### Aim of the task:
Please restate the data exactly, from the first line to the last.

### Data for review:
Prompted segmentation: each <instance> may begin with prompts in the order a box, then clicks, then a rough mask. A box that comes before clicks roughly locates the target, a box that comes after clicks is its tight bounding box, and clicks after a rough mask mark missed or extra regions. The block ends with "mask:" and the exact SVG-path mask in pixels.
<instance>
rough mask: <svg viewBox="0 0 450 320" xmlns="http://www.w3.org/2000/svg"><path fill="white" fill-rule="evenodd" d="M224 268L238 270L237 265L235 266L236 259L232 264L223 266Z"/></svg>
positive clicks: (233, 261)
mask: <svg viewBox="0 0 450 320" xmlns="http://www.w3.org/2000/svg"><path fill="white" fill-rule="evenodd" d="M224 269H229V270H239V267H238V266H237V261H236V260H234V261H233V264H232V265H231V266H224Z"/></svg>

### Expected output:
Prompted segmentation: each <instance> may begin with prompts in the order a box, then clicks, then a rough mask. A box that comes before clicks roughly locates the target, a box that comes after clicks is its tight bounding box, and clicks after a rough mask mark missed or extra regions. The block ends with "mask:" and the exact SVG-path mask in pixels.
<instance>
rough mask: <svg viewBox="0 0 450 320" xmlns="http://www.w3.org/2000/svg"><path fill="white" fill-rule="evenodd" d="M224 268L238 270L237 265L235 266L236 259L232 264L223 266Z"/></svg>
positive clicks: (233, 261)
mask: <svg viewBox="0 0 450 320" xmlns="http://www.w3.org/2000/svg"><path fill="white" fill-rule="evenodd" d="M224 269H229V270H239V267H238V266H237V261H236V260H234V261H233V264H232V265H231V266H224Z"/></svg>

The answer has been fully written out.